Reproduce the lines of the records word for word, starting with the line that contains "of the tower" and going on through the end of the records. Leave the pictures out of your copy.

Material provided

※ ※ ※

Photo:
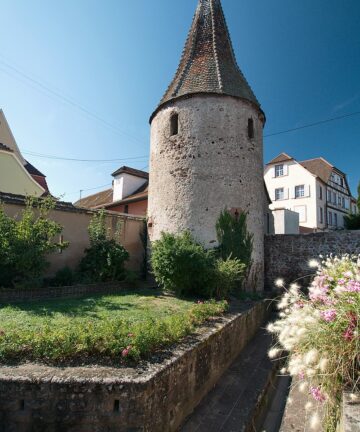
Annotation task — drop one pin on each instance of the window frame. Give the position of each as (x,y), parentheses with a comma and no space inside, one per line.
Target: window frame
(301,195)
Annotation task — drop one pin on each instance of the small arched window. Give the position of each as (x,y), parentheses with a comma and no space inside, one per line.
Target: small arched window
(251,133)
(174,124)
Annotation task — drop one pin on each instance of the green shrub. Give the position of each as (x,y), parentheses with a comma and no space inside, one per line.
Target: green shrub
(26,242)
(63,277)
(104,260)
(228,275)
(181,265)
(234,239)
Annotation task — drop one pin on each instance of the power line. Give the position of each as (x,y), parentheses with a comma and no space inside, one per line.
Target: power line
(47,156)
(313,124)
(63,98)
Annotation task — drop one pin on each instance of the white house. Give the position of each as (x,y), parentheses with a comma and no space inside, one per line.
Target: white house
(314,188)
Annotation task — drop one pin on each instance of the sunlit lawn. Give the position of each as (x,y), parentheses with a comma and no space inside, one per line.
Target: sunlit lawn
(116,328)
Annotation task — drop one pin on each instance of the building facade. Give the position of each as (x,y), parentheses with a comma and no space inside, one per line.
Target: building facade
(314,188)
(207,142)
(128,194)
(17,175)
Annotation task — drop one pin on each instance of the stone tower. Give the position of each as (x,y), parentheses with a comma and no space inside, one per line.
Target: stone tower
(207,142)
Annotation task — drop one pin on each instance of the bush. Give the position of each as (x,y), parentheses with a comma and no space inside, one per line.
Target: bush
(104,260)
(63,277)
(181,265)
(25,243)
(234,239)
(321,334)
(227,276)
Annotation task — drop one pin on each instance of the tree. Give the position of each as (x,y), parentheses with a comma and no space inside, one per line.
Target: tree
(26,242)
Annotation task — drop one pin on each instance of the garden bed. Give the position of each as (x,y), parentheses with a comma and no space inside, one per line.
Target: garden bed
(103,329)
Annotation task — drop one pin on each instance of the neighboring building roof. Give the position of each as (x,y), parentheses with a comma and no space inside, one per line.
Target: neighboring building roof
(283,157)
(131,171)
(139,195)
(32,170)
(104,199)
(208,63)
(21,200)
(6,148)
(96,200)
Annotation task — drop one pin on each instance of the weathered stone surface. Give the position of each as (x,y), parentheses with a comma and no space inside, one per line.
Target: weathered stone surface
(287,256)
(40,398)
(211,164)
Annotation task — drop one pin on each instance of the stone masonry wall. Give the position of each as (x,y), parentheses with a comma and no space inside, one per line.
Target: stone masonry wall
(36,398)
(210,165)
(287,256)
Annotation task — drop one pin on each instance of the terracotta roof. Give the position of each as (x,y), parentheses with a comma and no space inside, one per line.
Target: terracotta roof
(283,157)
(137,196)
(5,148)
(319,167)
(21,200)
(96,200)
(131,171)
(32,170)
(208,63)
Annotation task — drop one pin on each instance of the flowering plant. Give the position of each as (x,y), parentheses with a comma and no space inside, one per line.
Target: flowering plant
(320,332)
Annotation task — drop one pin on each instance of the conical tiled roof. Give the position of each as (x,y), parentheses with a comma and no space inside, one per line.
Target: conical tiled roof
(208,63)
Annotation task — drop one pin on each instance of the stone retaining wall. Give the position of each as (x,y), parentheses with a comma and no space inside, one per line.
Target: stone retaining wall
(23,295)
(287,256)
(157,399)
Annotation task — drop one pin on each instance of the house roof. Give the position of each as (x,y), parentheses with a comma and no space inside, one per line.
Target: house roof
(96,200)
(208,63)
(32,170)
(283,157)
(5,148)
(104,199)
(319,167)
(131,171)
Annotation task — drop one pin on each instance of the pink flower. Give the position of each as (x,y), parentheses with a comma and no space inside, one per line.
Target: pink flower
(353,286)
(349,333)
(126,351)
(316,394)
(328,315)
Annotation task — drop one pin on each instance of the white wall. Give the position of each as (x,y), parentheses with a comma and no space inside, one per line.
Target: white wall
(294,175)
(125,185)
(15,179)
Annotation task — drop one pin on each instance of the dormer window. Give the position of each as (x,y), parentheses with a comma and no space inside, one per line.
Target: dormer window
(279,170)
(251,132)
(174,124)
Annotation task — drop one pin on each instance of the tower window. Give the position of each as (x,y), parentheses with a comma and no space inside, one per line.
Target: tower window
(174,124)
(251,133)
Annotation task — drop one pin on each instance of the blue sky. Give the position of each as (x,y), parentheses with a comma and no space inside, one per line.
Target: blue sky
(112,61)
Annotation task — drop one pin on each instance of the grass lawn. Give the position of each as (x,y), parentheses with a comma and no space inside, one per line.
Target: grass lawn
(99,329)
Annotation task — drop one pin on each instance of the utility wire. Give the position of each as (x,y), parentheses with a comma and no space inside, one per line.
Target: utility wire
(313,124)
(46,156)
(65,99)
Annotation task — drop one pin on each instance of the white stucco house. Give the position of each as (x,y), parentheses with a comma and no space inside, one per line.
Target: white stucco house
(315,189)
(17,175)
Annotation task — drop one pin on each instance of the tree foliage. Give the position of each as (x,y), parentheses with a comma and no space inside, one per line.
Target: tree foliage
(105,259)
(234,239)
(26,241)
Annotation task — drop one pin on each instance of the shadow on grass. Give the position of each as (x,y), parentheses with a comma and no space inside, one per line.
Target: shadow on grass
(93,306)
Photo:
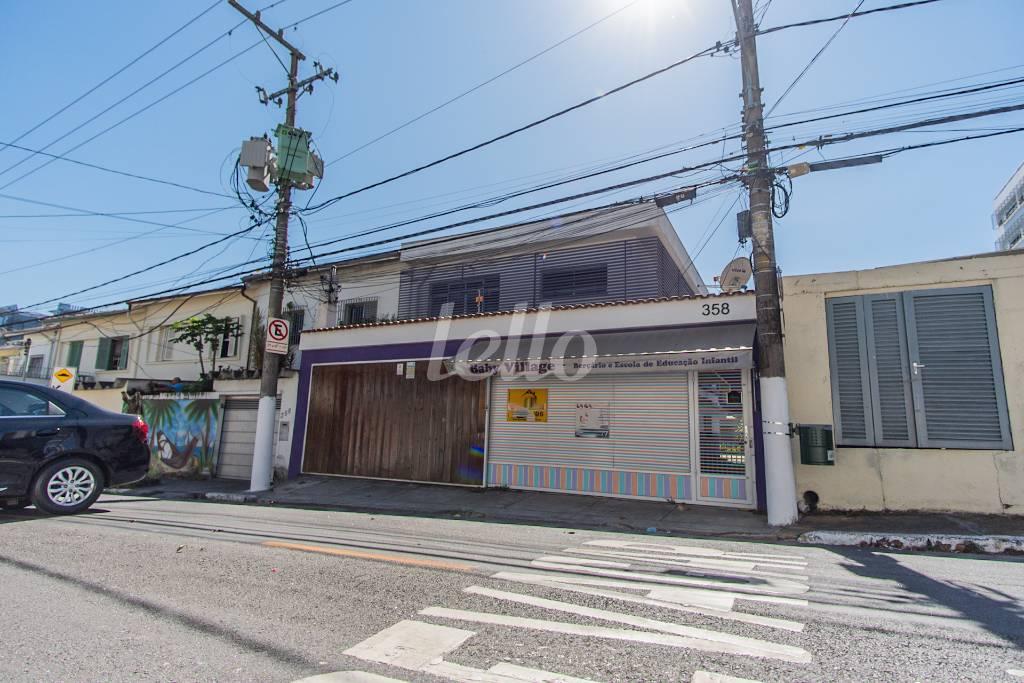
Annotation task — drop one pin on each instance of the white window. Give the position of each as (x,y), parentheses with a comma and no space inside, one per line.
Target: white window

※ ※ ※

Response
Annotation task — drop one pin on each instance of the tower window. Give the position of each as (x,y), parentheses with a comma and no space inside, one per line.
Target: tower window
(174,124)
(251,133)
Annotation task — drop one pin on each instance of the blue sky. Give the position of each as (x,y), parentheses with a comma and no space inside, one per line.
Target: blue sky
(112,61)
Annotation task — drop one pin on each instance of the grass lawn. Give the position of each as (x,y), parentheses with a comma and no space inside, one per line.
Target: grass lawn
(99,329)
Annotation task — drop one pin on each instance of the utility wire. Give the position of each as (x,y), parentheses with a comma and no space inside, one per line.
Target: utility wire
(313,124)
(46,156)
(65,99)
Annotation task — drop one pin on each instance of the white stucco house. Give the position of each as (x,y), parentheses with a comma and no space inside, one per line.
Target: white stucco house
(315,189)
(17,175)
Annotation task — drop one pin on each instance of the tree foliage. Give the position of each as (x,y), parentheses with a comma and no space inside, one per line.
Target: tree foliage
(105,259)
(234,239)
(26,241)
Annotation task — drop one pin on each instance of the shadow on grass. Give the position of each as (x,y), parentheses with a comma and no space inside, one per line.
Target: shadow on grass
(93,306)
Photo:
Annotation task — drop one pin on each instance of the white window. Give the position of each as (x,y), parentheses with a comma and no space inside, one per line.
Target: white window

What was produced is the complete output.